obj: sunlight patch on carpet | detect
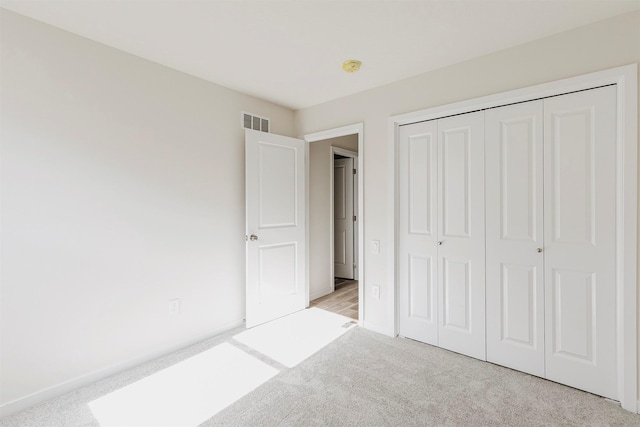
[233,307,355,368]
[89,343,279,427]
...
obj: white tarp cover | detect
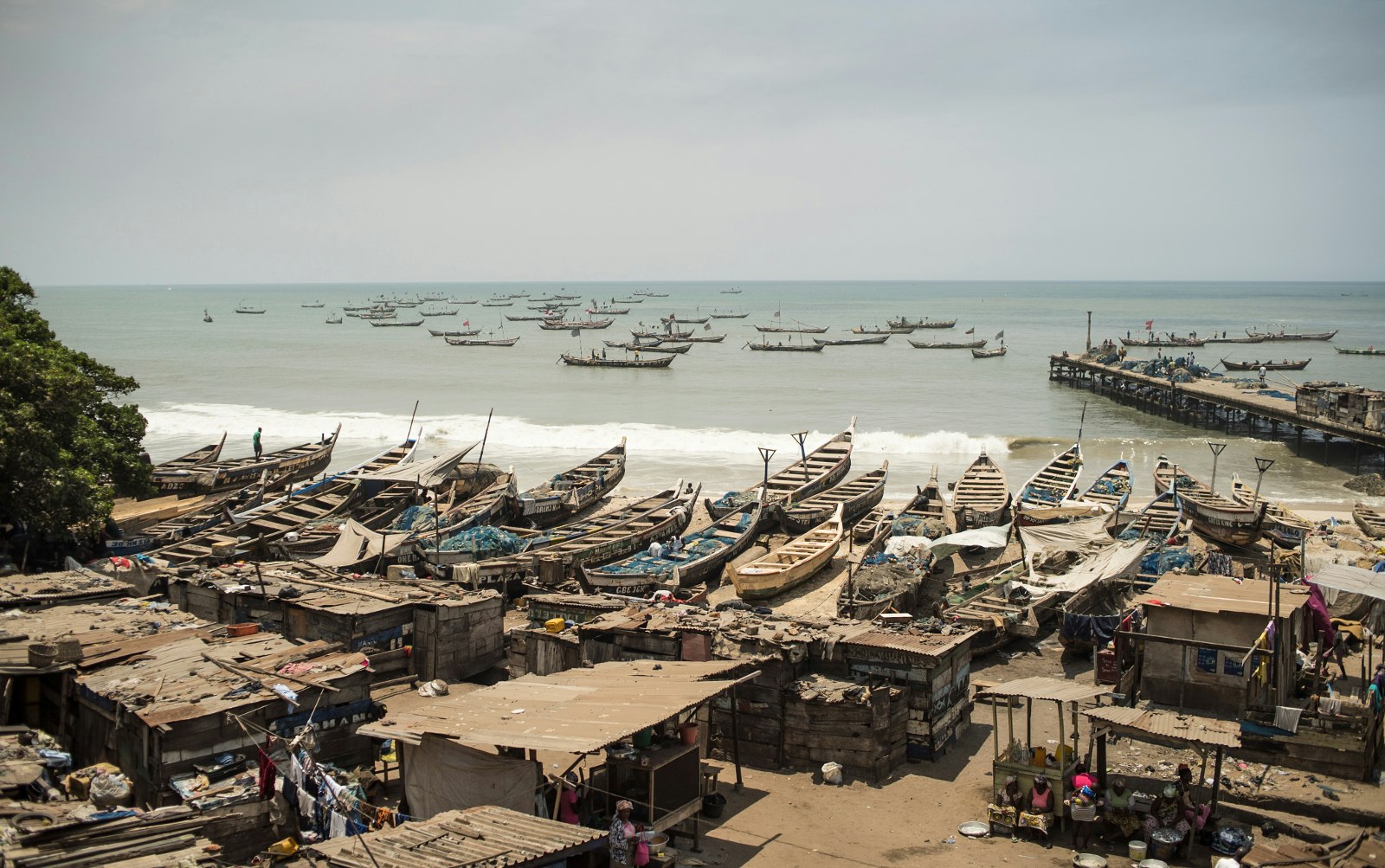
--
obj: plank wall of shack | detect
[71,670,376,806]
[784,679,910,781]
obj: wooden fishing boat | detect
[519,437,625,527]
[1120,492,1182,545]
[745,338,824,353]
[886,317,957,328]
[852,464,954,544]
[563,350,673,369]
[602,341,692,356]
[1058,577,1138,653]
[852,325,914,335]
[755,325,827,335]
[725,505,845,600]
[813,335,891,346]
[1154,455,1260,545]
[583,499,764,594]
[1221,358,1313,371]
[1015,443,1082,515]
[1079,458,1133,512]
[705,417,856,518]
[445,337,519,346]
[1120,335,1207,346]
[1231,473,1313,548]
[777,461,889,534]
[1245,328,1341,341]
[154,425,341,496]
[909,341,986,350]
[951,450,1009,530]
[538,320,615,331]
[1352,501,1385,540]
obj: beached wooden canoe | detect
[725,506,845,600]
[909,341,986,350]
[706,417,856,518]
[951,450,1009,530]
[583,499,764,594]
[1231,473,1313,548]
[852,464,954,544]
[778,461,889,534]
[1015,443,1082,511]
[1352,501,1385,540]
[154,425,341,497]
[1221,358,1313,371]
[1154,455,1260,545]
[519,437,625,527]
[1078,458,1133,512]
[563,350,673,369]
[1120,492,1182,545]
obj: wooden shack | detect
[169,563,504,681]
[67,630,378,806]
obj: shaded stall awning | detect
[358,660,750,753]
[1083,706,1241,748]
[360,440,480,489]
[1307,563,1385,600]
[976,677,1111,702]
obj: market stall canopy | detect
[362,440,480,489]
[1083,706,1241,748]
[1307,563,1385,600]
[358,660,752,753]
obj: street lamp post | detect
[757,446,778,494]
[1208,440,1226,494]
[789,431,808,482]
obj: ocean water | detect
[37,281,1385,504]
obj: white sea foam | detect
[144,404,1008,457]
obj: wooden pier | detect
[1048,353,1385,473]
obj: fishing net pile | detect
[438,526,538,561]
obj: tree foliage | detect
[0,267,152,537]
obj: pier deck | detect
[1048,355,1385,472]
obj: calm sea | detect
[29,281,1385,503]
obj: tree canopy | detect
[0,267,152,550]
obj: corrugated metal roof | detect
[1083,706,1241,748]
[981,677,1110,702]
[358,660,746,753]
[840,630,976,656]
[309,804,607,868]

## What is expected:
Reproduce word for word the lines of the listing above that run from the line holding "obj: wooden pier | detect" to the line holding "[309,804,607,868]", including both of those lines.

## Answer for this exercise:
obj: wooden pier | detect
[1048,353,1385,473]
obj: fishing net pile | detect
[438,526,538,561]
obj: tree foliage | detect
[0,267,152,537]
obj: pier deck | detect
[1048,355,1385,472]
obj: calm sea | detect
[29,281,1385,503]
obj: tree canopy | detect
[0,267,152,550]
obj: corrugated metal roof | detect
[1083,706,1241,748]
[981,677,1110,702]
[358,660,746,753]
[840,630,976,656]
[309,804,607,868]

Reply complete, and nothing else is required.